(Pointing records)
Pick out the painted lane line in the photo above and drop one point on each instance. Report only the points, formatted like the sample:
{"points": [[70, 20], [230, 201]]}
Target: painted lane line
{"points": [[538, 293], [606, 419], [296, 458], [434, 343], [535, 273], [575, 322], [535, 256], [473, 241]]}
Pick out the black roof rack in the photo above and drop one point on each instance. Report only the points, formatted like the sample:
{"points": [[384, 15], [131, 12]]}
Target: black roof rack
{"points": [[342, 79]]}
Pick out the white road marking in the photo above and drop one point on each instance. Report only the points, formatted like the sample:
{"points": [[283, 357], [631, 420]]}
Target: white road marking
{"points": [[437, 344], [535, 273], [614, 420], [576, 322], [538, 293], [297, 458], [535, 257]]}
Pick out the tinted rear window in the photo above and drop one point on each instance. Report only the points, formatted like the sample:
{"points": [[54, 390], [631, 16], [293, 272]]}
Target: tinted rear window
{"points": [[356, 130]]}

Stated exercise —
Set down every line of the pointing records above word for word, without changing anything.

Exercise solution —
Pick out the painted lane line in the photo above and drop one point on each instance. Report only the points, formatted like the sample:
{"points": [[70, 20], [230, 201]]}
Target: painted lane line
{"points": [[538, 293], [606, 419], [296, 458], [434, 343], [535, 273], [575, 322], [535, 256], [473, 241]]}
Pick out the black roof rack in the photo above and drop one point on each instance. Report only the points, formatted like the sample:
{"points": [[384, 15], [131, 12]]}
Target: black roof rack
{"points": [[342, 79]]}
Pick out the white road marking in the photo above and drop one point on each instance. Report only the points, formatted like the sample:
{"points": [[283, 357], [631, 420]]}
Target: white road marking
{"points": [[437, 344], [535, 273], [614, 420], [576, 322], [538, 293], [297, 458], [535, 257]]}
Pick out the tinted rear window in the photo above and drop one point on each instance. Report only the points, formatted like the sample:
{"points": [[54, 390], [631, 16], [293, 272]]}
Target: tinted rear window
{"points": [[356, 130]]}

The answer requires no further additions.